## Your task
Can you extract, word for word, the rows from the line with "the greggs logo." up to and including the line with "[47,51,152,92]"?

——

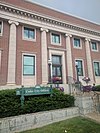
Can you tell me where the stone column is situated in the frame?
[65,34,73,77]
[85,38,94,83]
[7,20,19,85]
[40,28,48,84]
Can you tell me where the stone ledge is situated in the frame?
[0,107,79,133]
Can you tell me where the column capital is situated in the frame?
[8,20,19,26]
[85,38,91,42]
[65,33,72,37]
[40,27,49,32]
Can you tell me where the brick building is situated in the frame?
[0,0,100,87]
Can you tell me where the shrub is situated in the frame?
[93,85,100,91]
[0,89,74,118]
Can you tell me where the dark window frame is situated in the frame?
[51,33,61,44]
[23,26,36,40]
[23,55,35,76]
[75,59,84,76]
[93,61,100,76]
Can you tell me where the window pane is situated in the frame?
[74,38,80,47]
[29,30,34,39]
[52,55,61,64]
[76,60,83,76]
[52,67,56,76]
[23,55,35,75]
[94,62,100,76]
[24,56,34,65]
[57,67,61,77]
[24,27,35,39]
[24,29,28,38]
[52,33,60,43]
[24,66,34,75]
[92,42,97,50]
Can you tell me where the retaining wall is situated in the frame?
[0,107,79,133]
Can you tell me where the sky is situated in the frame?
[29,0,100,24]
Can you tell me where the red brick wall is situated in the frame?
[0,0,100,31]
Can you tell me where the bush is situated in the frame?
[0,89,74,118]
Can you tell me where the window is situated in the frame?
[74,38,81,48]
[23,55,35,75]
[24,27,35,40]
[94,62,100,76]
[91,42,97,51]
[52,33,60,44]
[76,60,83,76]
[52,55,62,83]
[0,22,2,35]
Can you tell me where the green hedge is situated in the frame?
[93,85,100,91]
[0,89,75,118]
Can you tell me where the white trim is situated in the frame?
[22,25,36,42]
[73,36,82,49]
[0,21,3,36]
[50,31,62,46]
[90,41,99,52]
[22,53,37,86]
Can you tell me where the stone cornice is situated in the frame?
[0,3,100,36]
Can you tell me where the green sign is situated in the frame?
[16,85,52,106]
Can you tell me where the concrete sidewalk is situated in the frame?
[85,112,100,123]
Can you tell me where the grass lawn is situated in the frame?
[21,117,100,133]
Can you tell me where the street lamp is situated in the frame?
[75,62,79,83]
[48,59,52,83]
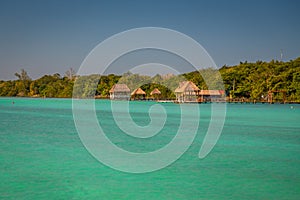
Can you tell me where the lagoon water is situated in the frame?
[0,98,300,199]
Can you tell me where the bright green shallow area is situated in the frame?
[0,98,300,199]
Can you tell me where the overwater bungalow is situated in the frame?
[109,84,130,101]
[198,90,225,102]
[175,81,200,103]
[131,88,146,100]
[150,88,161,100]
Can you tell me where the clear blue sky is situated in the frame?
[0,0,300,80]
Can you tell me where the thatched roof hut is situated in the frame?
[109,84,130,100]
[131,88,146,100]
[199,90,222,96]
[150,88,161,95]
[175,81,200,93]
[150,88,161,100]
[131,88,146,96]
[175,81,200,103]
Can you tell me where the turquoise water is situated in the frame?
[0,98,300,199]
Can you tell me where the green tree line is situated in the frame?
[0,58,300,102]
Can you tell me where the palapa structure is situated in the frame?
[175,81,200,103]
[150,88,161,100]
[109,84,130,101]
[131,88,146,100]
[198,90,225,102]
[175,81,224,103]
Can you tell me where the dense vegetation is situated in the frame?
[0,58,300,102]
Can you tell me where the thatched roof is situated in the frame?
[109,84,130,93]
[131,88,146,95]
[150,88,161,95]
[199,90,222,96]
[175,81,200,93]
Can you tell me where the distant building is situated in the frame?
[175,81,225,103]
[131,88,146,100]
[150,88,161,100]
[109,84,130,101]
[175,81,200,103]
[198,90,225,102]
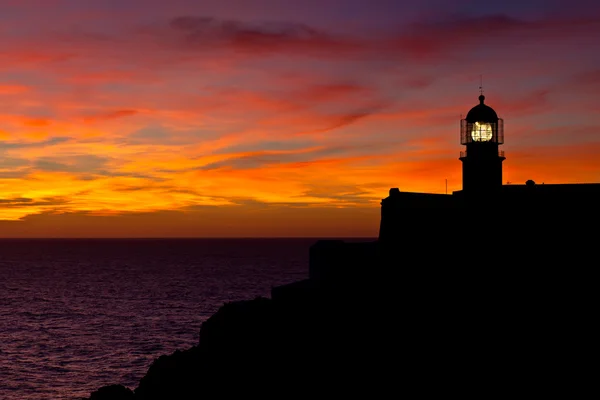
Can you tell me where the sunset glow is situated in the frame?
[0,0,600,237]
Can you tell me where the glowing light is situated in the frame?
[471,122,493,142]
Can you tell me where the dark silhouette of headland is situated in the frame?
[89,95,600,400]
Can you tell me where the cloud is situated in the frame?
[0,136,72,151]
[165,16,356,55]
[84,110,139,122]
[33,154,110,174]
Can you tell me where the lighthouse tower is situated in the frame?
[459,94,505,193]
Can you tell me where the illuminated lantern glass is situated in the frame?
[471,122,492,142]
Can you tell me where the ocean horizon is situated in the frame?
[0,238,372,400]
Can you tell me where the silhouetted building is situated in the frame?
[300,95,600,290]
[379,95,600,242]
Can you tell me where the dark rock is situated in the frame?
[89,385,135,400]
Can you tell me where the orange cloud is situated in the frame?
[0,13,600,236]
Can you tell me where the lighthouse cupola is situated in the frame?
[460,94,505,192]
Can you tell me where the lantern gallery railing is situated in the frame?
[460,150,505,158]
[460,118,504,144]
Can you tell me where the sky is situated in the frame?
[0,0,600,237]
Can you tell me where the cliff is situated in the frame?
[84,234,596,400]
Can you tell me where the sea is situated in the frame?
[0,238,372,400]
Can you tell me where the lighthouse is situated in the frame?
[459,94,505,193]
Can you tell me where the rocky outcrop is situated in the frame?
[89,236,596,400]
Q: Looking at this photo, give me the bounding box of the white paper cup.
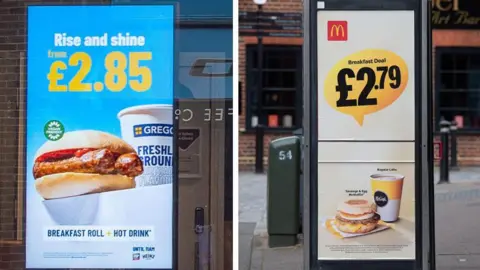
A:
[118,104,173,188]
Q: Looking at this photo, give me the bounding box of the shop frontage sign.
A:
[26,5,175,269]
[431,0,480,30]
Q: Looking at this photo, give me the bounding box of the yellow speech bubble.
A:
[323,49,408,126]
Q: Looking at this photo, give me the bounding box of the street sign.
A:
[239,12,303,37]
[433,141,442,160]
[303,0,435,270]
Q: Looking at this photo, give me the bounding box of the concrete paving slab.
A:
[238,222,256,270]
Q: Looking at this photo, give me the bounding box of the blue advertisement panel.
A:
[26,5,175,269]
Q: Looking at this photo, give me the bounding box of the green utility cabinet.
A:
[267,136,301,247]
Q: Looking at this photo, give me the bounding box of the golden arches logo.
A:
[330,25,345,37]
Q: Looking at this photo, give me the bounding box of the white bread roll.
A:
[35,130,135,160]
[35,172,135,200]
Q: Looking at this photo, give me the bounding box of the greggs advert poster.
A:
[317,10,416,260]
[26,5,175,269]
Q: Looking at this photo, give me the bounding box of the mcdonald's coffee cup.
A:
[370,173,405,222]
[118,104,173,188]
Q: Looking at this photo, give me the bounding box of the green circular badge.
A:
[43,120,65,141]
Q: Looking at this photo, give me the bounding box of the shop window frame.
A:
[245,44,303,133]
[433,46,480,134]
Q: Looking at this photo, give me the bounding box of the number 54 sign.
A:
[323,49,408,126]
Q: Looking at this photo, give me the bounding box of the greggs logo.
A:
[327,21,348,41]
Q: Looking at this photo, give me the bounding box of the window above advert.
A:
[112,0,233,20]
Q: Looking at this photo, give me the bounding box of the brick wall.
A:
[432,30,480,166]
[238,0,303,171]
[0,0,109,270]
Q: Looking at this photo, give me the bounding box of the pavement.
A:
[239,167,480,270]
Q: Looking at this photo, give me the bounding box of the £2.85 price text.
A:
[47,51,152,92]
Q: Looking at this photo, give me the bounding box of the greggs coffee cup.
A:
[370,174,405,222]
[118,104,173,188]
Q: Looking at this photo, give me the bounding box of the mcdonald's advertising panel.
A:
[26,5,175,270]
[317,10,416,260]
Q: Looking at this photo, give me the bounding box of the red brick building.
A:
[239,0,480,170]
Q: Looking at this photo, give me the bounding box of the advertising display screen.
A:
[315,10,416,260]
[26,5,175,269]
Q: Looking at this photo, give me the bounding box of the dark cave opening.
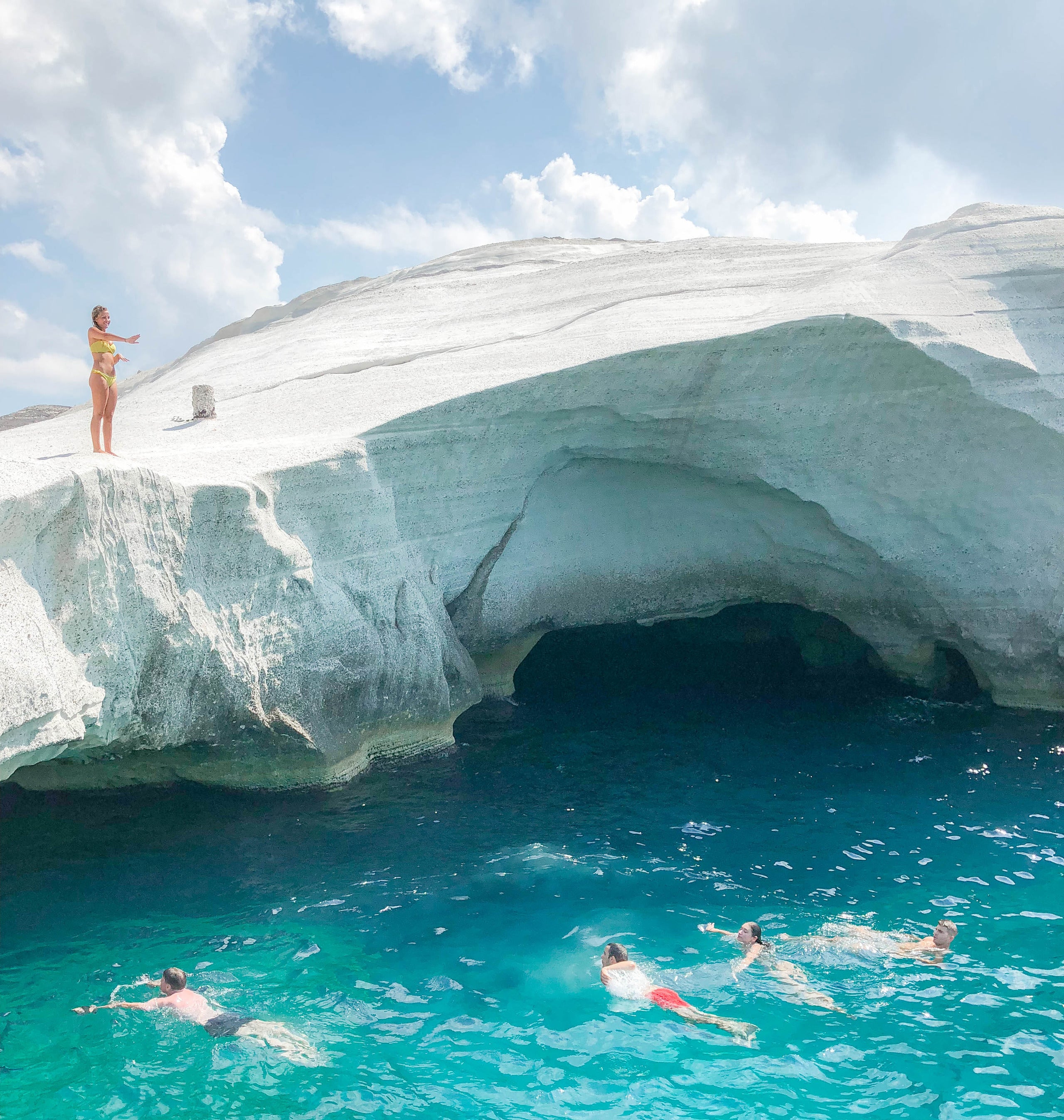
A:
[514,603,979,702]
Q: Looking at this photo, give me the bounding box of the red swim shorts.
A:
[646,988,691,1012]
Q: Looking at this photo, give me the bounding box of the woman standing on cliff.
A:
[89,306,140,455]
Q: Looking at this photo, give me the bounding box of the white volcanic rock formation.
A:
[0,205,1064,788]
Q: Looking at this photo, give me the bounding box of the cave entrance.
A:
[514,603,905,702]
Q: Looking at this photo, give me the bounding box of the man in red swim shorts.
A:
[599,941,757,1043]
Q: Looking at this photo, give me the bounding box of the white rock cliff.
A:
[0,204,1064,788]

——

## Reply
Q: Looking at this photo, give me the bounding box of the greggs logo.
A:
[327,21,348,41]
Q: Looking at this photo, give me the bounding box of the window above advert.
A:
[112,0,233,20]
Q: Looking at this photo, give me the bounding box of the brick wall.
A:
[432,30,480,166]
[238,0,303,171]
[0,0,109,270]
Q: Looking at this photo, give me the bounding box of the pavement.
A:
[239,167,480,270]
Q: Looking at this photo, give me the bounding box of the £2.85 price text.
A:
[47,51,152,92]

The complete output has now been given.